◆ Supplied data:
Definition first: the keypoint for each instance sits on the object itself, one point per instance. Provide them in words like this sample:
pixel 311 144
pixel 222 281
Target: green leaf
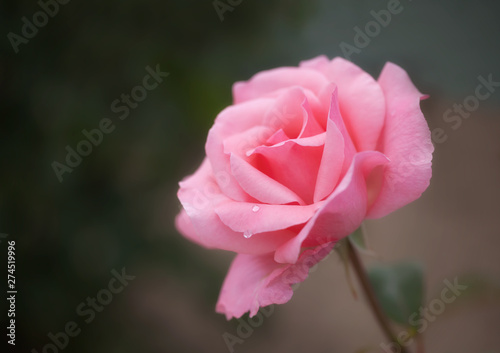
pixel 399 289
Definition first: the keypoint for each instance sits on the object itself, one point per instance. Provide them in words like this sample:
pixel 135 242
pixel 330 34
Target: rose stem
pixel 370 294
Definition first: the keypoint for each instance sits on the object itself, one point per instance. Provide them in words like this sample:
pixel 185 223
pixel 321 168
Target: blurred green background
pixel 116 208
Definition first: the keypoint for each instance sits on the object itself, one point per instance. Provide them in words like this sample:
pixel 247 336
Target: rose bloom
pixel 300 159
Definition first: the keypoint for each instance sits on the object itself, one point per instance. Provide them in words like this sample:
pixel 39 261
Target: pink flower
pixel 300 159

◆ Brief: Return the listing word for word, starting at its first line and ending at the line that contains "pixel 370 294", with both of those lines included. Leave the pictures out of your answer.

◆ Exercise answer:
Definition first: the keypoint for each instance sits on the object itself, one point per instance. Provide them in words like this sample:
pixel 311 144
pixel 222 281
Target: green leaf
pixel 399 289
Definition first: the keypoint for each instance sits on the object itself, one point per instance. Provide them in words like this sample:
pixel 135 242
pixel 330 34
Target: rose stem
pixel 370 294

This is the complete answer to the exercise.